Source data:

--------------------------------

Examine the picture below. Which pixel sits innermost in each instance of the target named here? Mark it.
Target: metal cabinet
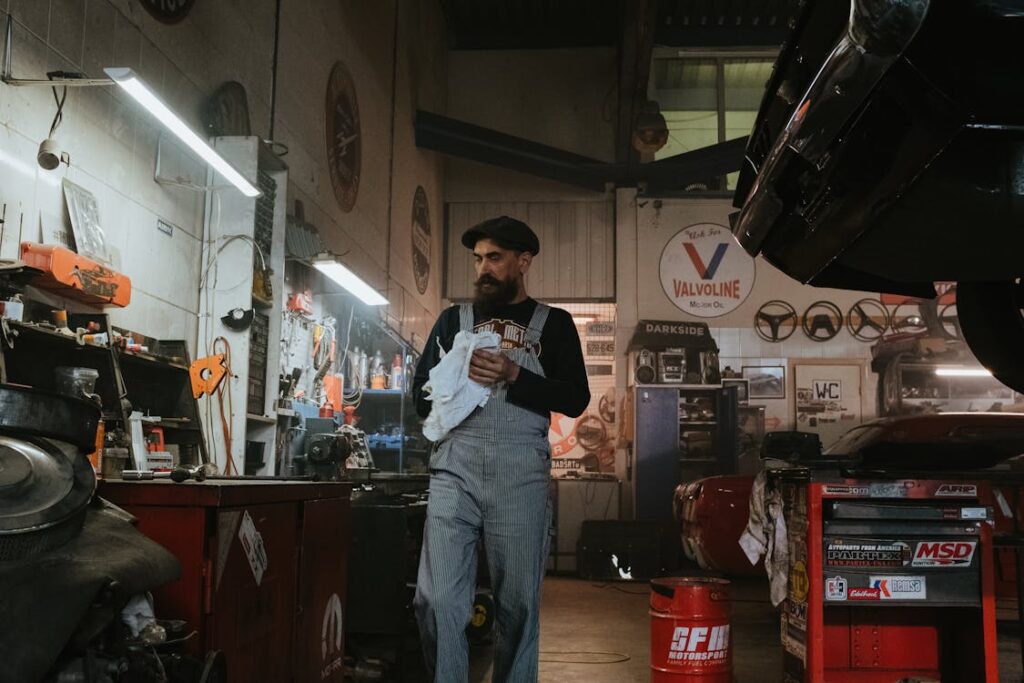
(683, 432)
(263, 570)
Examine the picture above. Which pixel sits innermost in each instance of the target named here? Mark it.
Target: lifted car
(888, 155)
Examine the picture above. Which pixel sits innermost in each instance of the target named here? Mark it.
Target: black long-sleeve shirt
(562, 389)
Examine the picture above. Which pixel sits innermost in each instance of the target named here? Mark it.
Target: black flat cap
(507, 232)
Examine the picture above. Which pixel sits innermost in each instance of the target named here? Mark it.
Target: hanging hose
(224, 388)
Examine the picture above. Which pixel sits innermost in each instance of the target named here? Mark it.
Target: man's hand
(486, 368)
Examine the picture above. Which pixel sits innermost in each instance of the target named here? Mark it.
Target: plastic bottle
(353, 368)
(377, 375)
(397, 373)
(364, 370)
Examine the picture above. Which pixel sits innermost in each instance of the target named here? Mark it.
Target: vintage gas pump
(890, 579)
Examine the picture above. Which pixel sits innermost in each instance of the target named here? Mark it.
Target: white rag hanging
(454, 395)
(766, 535)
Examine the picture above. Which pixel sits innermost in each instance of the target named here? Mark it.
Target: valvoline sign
(705, 271)
(943, 553)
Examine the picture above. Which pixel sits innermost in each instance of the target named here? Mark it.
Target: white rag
(453, 393)
(766, 535)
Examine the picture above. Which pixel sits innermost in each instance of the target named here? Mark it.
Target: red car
(713, 511)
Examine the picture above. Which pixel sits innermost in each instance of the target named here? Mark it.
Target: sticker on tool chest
(944, 553)
(900, 588)
(836, 588)
(956, 491)
(252, 543)
(869, 554)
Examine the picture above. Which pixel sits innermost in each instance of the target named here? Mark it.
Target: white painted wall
(646, 225)
(565, 98)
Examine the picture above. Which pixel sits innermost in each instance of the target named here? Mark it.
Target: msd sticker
(900, 588)
(944, 553)
(836, 588)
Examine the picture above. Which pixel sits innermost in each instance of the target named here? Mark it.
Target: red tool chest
(263, 570)
(889, 579)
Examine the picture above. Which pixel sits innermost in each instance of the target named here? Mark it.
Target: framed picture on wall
(765, 381)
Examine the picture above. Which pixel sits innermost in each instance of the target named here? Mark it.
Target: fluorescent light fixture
(128, 80)
(348, 280)
(962, 372)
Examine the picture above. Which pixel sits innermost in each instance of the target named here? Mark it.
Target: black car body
(888, 154)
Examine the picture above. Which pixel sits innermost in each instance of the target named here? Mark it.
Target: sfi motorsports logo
(331, 637)
(699, 643)
(705, 272)
(944, 553)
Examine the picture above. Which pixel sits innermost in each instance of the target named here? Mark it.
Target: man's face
(499, 272)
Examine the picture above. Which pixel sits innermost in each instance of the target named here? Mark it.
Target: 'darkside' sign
(672, 334)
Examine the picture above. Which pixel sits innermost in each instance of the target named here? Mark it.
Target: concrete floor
(586, 626)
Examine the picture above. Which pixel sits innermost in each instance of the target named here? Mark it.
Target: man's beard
(491, 299)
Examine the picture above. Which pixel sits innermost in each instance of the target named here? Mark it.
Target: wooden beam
(634, 71)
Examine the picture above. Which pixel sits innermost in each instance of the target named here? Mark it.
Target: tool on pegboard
(207, 374)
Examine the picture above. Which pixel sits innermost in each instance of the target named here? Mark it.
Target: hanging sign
(705, 272)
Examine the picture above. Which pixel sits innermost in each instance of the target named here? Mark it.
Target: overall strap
(466, 317)
(537, 324)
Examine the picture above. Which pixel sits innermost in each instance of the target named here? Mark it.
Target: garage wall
(113, 143)
(645, 226)
(563, 97)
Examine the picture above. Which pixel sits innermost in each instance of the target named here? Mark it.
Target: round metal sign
(867, 319)
(168, 11)
(775, 321)
(421, 240)
(344, 148)
(822, 321)
(705, 272)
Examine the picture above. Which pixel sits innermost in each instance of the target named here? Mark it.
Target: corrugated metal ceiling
(551, 24)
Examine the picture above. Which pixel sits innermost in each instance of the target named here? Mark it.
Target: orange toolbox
(76, 276)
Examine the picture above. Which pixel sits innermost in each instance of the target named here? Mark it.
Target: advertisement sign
(705, 272)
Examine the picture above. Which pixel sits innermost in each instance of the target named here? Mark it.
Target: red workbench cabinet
(889, 579)
(263, 570)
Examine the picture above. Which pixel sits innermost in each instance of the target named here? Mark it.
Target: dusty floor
(598, 633)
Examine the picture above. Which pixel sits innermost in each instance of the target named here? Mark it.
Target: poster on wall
(344, 146)
(705, 272)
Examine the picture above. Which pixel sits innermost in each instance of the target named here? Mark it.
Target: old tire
(992, 323)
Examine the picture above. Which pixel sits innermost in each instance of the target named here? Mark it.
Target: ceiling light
(128, 80)
(962, 372)
(348, 280)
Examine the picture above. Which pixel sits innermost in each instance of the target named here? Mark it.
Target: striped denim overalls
(491, 474)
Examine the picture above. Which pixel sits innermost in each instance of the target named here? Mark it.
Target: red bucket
(689, 630)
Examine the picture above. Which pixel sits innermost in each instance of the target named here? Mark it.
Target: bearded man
(489, 476)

--------------------------------

§ How to complete this task: Every entry above is to be copied verbatim, with the pictures removed.

§ Your solution:
Examine the picture below. Which pixel sits innermost in each instance of the target named here? Mark it.
Target: metal cabinet
(683, 432)
(263, 570)
Examine the picture above. Which pixel sits innermost in each instance of the target named here? Mark it.
Target: lifted car
(888, 155)
Examine the picture above. Which pixel sits innermost in each instance of the target named here? Mark it.
Target: black long-sleeve shirt
(562, 389)
Examine the picture above. Which pixel sits innermost in each instance of the target named here? Mark it.
Target: black flat cap
(507, 232)
Examine the picture above. Which pixel sits innermost in each instance of the target named here? Mark it.
Target: hanging hose
(224, 388)
Examine the picture above. Which pixel sits innermost in each instance of the target named here? Mark it.
Target: man's hand
(486, 368)
Examine the picture above. Which pixel sits innermost in each instance of the target named here? Mark it.
Target: plastic bottle
(353, 368)
(377, 375)
(397, 373)
(364, 370)
Examine the picture above. Which pixel sits innermost in each instance of the target named here? Mark it.
Target: vintage gas pump
(890, 579)
Examine the picture above. Which pixel sits innermost in each instance of the target named here? Mark it.
Target: white rag hanging
(454, 395)
(766, 535)
Examine the picture above. Which pixel sits innermost in each instance of the target named here? Mark it.
Target: valvoline sign
(705, 271)
(943, 553)
Examine the picture above. Which pixel sits innermost in each instance of the target named here? Mark it.
Target: white rag
(453, 393)
(766, 535)
Examine the picture above. Which pixel sits innermost in each instance of the target named here? Mark it.
Target: red car
(713, 511)
Examine the picture above. Which pixel sits innermost in each instance of the target named here? Mark it.
Target: sticker on tool chest
(944, 553)
(900, 588)
(836, 588)
(956, 491)
(252, 543)
(869, 554)
Examine the picture above. Which pixel sits innermost in each instance of the target named here? Mark it.
Target: white painted wall
(646, 225)
(565, 98)
Examine the picture above. Which pixel sits innermost in each instance of the target named here? Mark it.
Target: msd sticker
(900, 588)
(944, 553)
(836, 588)
Examine the picture above. Which pixel sits innermost in each instance of the target named here? Mark it.
Target: red tool chest
(263, 570)
(889, 579)
Examine the picture above. Which pixel sits innermost in each instance of the target named here? Mark it.
Target: framed picture on wall
(765, 381)
Examine the picture above. Which pixel sits innermost in each instance of the target named here? Mark it.
Target: fluorescent light fixture
(128, 80)
(348, 280)
(962, 372)
Examine the picture above. Which pixel sits innermost in each instance of the target named here? Mark it.
Target: black car body
(888, 154)
Examine the picture above. Which pixel sits innermost in each instance of the target named here? Mark it.
Target: sfi motorsports logo
(331, 637)
(699, 643)
(705, 272)
(944, 553)
Examine the picture above. Which pixel sits innermost in each instance of the target named here? Mark it.
Target: man's face
(499, 272)
Examine the picture above. Which pixel sits innermost in each instance of the target named here? Mark it.
Target: 'darkside' sign
(672, 334)
Examine the picture above. Which pixel sits innermost in each instance of the target named here? Mark it.
Target: concrete floor
(586, 626)
Examine the picture above. Which pixel sits innermost in each instance of the target named here? Mark it.
Target: man's beard
(491, 299)
Examine the picture above. Which pixel sits innermost in each instance of the target named here? Mark it.
Target: wooden beam
(634, 71)
Examine the picture above. Which pixel sits innermost in each instance of the target named here? Mark it.
Target: tool on pegboard
(207, 374)
Examine the picture above. Which pixel sits innermost in each instance of the target named here? Mark it.
Target: hanging sign
(705, 272)
Examine the picture above. Which pixel sits innermost in each instance of the target named here? Mark it.
Target: overall strap
(466, 317)
(537, 324)
Examine the picture above. Which pixel sits innermost in each instance of the target named here? Mark it.
Target: garage wall
(113, 143)
(645, 226)
(563, 97)
Examine the picture above. Which pixel sits innermost in each instance of the target named here? Mark it.
Target: round metal sign
(867, 319)
(168, 11)
(775, 321)
(421, 240)
(344, 148)
(822, 321)
(705, 272)
Examine the picture above. Which pixel sits innermost in each instance of the target named here? Mark it.
Target: corrugated metal ceiling
(551, 24)
Examine the picture above. Which pixel sits innermost in each instance of the target named here? Mark it.
Target: orange toolbox
(76, 276)
Examine the picture above. Which pixel sits innermost in each instance of the target named here? Mark it.
Target: advertisement sign
(705, 272)
Examine the picture above. Which pixel sits innermost in each instance of the target named here? Mark it.
Target: red workbench cabinet
(889, 579)
(263, 570)
Examine the picture above. Which pixel sits innermost in each instance of the target named here? Mark it.
Target: dusty floor
(598, 633)
Examine the picture above. Which pixel sits innermost in each instance of the target named here? Mark it.
Target: poster on wall
(344, 146)
(705, 272)
Examine the picture above. Which pixel sits innermost in each instance of the target named here? Mark it.
Target: old tire
(992, 323)
Examine the picture above. Which pixel sits innermost in each instance of the target named here? Mark it.
Target: ceiling light
(128, 80)
(962, 372)
(348, 280)
Examine the picture above. Which pixel sits innermost in each instance of the target named here? Mark it.
Target: striped denim overalls
(491, 474)
Examine the picture above. Which pixel sits innermost in each instance of the target named here? Mark it.
Target: red bucket
(689, 630)
Examine the picture above. Which pixel sits innermost in each instance of the target named here? Mark it.
Target: bearded man
(489, 476)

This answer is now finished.